- TASK DETAILS: In the accounting course listings, what is the prerequisite for ACCT 301 Intermediate Accounting I?

- PAGE EXCERPT:
ACCT 300 ACCOUNTING INFORMATION SYSTEMS (3)
A detailed review and discussion of the revenue, expenditure and other transaction processing cycles; batch, OLRT and cloud-based approaches to data processing; file-oriented and database systems; e-business infrastructure, networks and applications including data mining techniques pertaining to accounting; internal controls; and system development and accounting software selection. Students will complete projects utilizing both manual and cloud-based computerized accounting systems. Prerequisite: ACCT 202 or ACCT 212 with grade equivalent of 2.00 or higher.
ACCT 301 INTERMEDIATE ACCOUNTING I (3)
Revenue recognition methods, balance sheet presentation, cash flow reporting, and accounting for changes and errors; conceptual framework of accounting; disclosure requirements. Prerequisite: ACCT 202 or ACCT 212 with a grade equivalent of 2.00 or higher.

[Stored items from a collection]

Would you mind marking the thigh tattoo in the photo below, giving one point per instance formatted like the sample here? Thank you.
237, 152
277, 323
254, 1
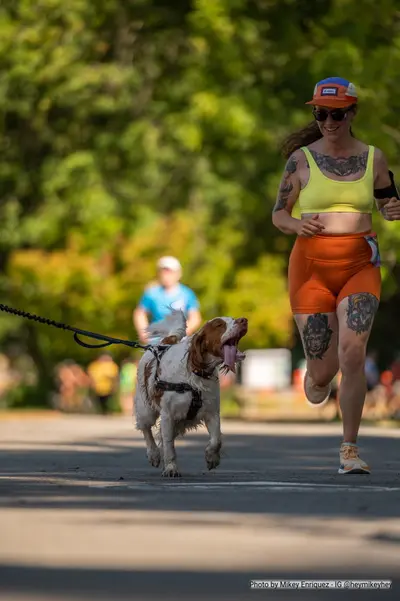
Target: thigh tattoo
317, 335
361, 311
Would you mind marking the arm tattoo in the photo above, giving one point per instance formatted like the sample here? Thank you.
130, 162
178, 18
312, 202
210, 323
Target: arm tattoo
361, 311
286, 186
317, 336
341, 166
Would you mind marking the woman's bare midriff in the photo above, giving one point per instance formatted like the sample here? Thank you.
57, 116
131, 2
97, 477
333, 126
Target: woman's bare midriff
343, 223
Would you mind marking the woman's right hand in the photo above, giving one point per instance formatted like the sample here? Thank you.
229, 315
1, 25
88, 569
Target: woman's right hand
309, 227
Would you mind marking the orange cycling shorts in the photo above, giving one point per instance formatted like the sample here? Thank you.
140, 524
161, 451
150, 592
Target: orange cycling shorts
325, 269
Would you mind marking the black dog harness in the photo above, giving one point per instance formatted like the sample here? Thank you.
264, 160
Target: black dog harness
180, 387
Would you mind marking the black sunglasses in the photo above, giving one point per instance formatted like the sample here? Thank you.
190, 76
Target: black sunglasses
336, 114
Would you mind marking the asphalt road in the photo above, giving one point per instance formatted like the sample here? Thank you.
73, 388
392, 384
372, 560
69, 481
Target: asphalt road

- EXERCISE RESULT: ACCT 202 or ACCT 212 with a grade equivalent of 2.00 or higher.